### TO BE DONE
Please copy out the listing below, substituting "dark shorts" for each "black shorts" and keeping everything else the same. Leave the pictures out of your copy.

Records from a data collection
==========

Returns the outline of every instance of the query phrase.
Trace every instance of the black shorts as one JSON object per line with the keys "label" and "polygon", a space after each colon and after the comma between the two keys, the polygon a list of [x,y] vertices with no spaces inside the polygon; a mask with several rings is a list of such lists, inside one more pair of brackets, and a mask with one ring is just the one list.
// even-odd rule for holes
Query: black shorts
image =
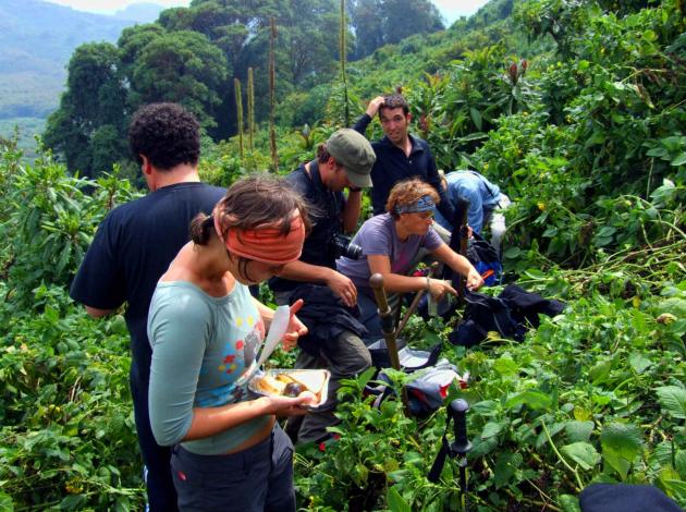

==========

### WRITTEN ANSWER
Returns the outline of every instance of the query phrase.
Trace every instance of the dark shorts as one JSON object per line with the keys "label" and "polygon", a space after each colon and after the comma between the two keys, the polygon a list of [x,y] vertices with no spaces inside the polygon; a mask with several rings is a list of such lists, inside one more pair of brackets, and a mask with one ring is just the one list.
// even-odd rule for holes
Query: dark shorts
image =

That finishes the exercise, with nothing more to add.